International Courts of Law

(This is a current page, from the Patterns of Power Edition 3 book contents.  An archived copy of this page is held at https://www.patternsofpower.org/edition03/5362.htm)

There is a developing framework which complies more closely with the characteristics of law, in the form of the various international courts.

  • The International Criminal Court (ICC) was set up to sentence high-profile rights violations in situations where a country’s own legal system is “unwilling or unable to act”.[1]  It provides a legal mechanism to restrain and punish political leaders who have started to oppress large sections of their own populations, particularly in cases of genocide.  It is too early to tell whether its existence will reduce the incidence of oppression in the world, but it has the advantages of operating to predefined rules (the Rome Statute) and having international support.  There have, though, been criticisms:
  • It indicted Omar Al-Bashir for genocide, crimes against humanity and war crimes in Darfur,[2] but the indictment was not enforceable at the time and was criticised on both a tactical and a strategic basis.[3] Any failure would reduce its power to deter further wrongdoing, there or elsewhere.

STATED TASK:
Identify every charge that the passage on international courts of law says the International Criminal Court brought against Omar Al-Bashir.

EXCERPTED RECORDS:
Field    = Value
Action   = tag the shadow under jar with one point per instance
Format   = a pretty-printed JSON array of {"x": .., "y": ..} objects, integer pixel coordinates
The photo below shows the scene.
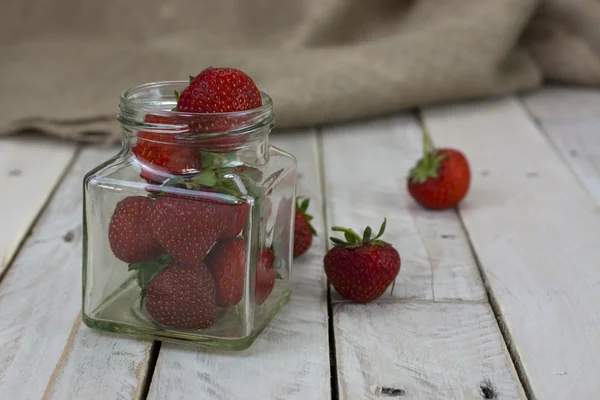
[{"x": 188, "y": 233}]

RESPONSE BELOW:
- Genocide
- Crimes against humanity
- War crimes